YOUR INSTRUCTIONS:
Can you rescale everything from the line containing "Place a marker on every instance of the red and" down to the end of the records, giving back only those lines with their requests included and every answer coordinate multiplied by 1.5 and rounded to a whole number (halves up)? Numbers in the requests and their format samples stay unchanged.

LISTED RECORDS:
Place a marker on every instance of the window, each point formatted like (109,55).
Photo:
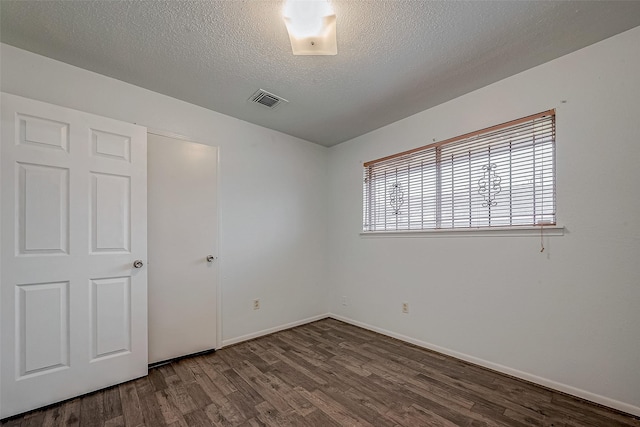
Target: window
(502,176)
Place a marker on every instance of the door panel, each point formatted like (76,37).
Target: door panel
(42,225)
(73,220)
(182,232)
(43,327)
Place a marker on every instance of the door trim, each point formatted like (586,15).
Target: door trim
(180,137)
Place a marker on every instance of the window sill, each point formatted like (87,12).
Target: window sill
(551,230)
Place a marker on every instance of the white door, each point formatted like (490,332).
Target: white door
(182,232)
(73,220)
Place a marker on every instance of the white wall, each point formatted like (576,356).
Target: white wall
(568,317)
(272,191)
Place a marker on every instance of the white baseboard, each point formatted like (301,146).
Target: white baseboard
(583,394)
(268,331)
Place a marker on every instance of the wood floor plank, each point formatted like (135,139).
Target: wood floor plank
(324,374)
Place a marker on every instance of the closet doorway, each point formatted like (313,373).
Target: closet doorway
(182,247)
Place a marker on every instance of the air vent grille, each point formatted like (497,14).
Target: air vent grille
(267,99)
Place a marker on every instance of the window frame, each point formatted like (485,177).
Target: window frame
(378,199)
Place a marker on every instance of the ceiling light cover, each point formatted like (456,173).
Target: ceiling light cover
(311,25)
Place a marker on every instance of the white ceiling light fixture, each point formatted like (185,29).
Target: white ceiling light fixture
(312,27)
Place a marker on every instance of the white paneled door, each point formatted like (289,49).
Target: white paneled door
(73,221)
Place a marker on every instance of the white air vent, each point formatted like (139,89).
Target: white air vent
(266,99)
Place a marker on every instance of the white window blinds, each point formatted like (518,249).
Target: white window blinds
(501,176)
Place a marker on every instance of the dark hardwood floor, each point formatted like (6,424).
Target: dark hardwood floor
(326,373)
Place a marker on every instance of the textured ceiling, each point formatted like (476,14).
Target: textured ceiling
(395,58)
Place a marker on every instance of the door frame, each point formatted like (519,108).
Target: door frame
(180,137)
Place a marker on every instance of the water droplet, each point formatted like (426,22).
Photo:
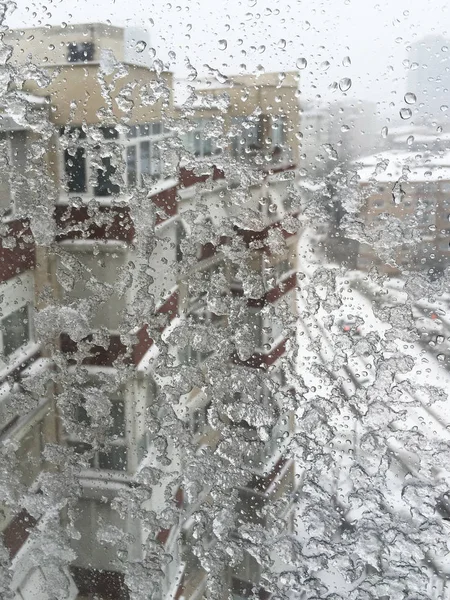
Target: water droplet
(141,46)
(345,84)
(405,113)
(410,98)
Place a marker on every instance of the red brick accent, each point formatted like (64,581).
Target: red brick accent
(104,584)
(20,258)
(188,178)
(116,349)
(17,532)
(167,202)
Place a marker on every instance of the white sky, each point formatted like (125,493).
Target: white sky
(374,34)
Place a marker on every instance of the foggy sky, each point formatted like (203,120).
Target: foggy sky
(275,34)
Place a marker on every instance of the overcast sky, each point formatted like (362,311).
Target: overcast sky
(275,34)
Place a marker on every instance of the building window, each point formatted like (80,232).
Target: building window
(75,164)
(105,186)
(199,418)
(199,142)
(114,456)
(78,163)
(16,330)
(80,52)
(143,154)
(247,135)
(278,132)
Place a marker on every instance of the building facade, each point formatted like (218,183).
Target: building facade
(130,270)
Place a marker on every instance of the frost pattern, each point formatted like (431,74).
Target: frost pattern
(197,400)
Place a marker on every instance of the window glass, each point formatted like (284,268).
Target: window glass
(75,166)
(15,330)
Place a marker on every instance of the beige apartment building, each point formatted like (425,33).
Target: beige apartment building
(404,212)
(121,277)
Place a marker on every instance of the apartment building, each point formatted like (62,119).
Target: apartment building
(123,270)
(28,419)
(246,127)
(405,212)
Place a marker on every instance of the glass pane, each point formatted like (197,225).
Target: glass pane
(75,166)
(16,330)
(105,187)
(131,165)
(115,459)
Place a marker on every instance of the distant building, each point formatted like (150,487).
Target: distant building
(404,221)
(118,211)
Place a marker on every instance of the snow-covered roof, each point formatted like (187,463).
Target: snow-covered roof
(393,165)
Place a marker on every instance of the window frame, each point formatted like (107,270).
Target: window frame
(115,441)
(132,138)
(8,358)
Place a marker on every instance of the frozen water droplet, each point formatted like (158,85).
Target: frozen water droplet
(345,84)
(141,46)
(405,113)
(410,98)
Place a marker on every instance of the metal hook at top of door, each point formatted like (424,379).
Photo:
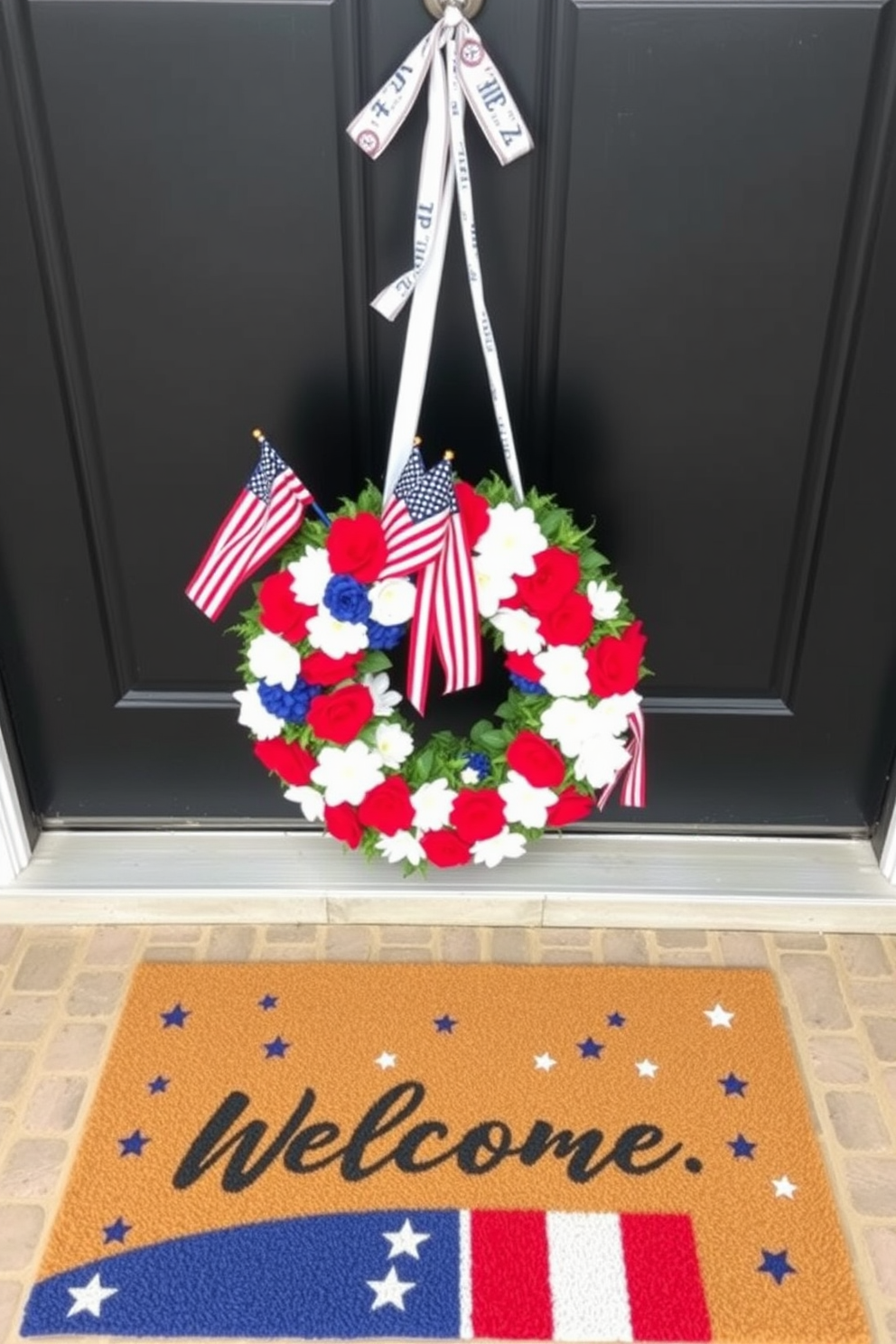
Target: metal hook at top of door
(469,8)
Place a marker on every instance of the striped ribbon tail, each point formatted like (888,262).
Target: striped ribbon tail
(446,616)
(634,774)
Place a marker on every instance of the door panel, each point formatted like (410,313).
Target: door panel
(688,281)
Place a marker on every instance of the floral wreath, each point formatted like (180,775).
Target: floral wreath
(325,721)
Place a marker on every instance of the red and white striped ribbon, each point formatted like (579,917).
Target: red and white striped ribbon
(446,616)
(634,774)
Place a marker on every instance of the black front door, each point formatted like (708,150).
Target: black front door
(694,288)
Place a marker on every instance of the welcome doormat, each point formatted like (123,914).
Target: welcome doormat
(342,1151)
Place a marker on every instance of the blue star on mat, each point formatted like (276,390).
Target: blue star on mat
(277,1047)
(590,1049)
(175,1016)
(133,1144)
(775,1264)
(116,1231)
(733,1087)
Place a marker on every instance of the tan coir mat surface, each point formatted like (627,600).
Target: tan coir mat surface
(342,1151)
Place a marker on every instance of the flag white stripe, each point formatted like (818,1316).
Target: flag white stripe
(421,640)
(220,562)
(277,522)
(465,1275)
(587,1272)
(238,556)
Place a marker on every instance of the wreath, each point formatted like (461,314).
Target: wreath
(327,723)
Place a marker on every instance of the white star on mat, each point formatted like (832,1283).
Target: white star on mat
(90,1297)
(717,1016)
(390,1291)
(406,1241)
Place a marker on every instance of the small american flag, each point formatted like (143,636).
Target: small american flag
(425,535)
(416,515)
(266,512)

RESULT BELOW:
Place a marker on every instance of the red and white striped ribbon, each point formatted like (579,917).
Target: red and white striped ribbon
(669,924)
(951,1161)
Place a marker on every instance of the black front door, each point formatted like (708,150).
Target: black front door
(1041,432)
Place a marker on every instance of the welcome doormat, each point formatted like (123,914).
Target: welcome doormat
(513,1727)
Place a marker on every instance of the blue star on mat, each point formatted like (276,390).
Target: blue star on mat
(416,1571)
(885,1574)
(263,1524)
(200,1716)
(1163,1896)
(174,1847)
(1100,1631)
Place a marker on every instance of the tan coir mat surface, each point formatted like (627,600).
Target: tan coir mat surface
(513,1727)
Place a marker on every instance of the flag white stripe, each point formatted like (818,1316).
Target: flag white stripe
(632,960)
(330,843)
(416,783)
(698,1913)
(881,1908)
(357,834)
Place a marker on every instance of the wreath, each point formatted like (461,314).
Target: wreath
(491,1085)
Place a marker on every instance of the white star on mat, each point formatted like (832,1283).
Target: white star on mat
(135,1946)
(1076,1524)
(585,1937)
(609,1862)
Place a marker on every instance of the small american flag, each point formatted like (143,636).
Target: small american flag
(638,803)
(624,773)
(399,768)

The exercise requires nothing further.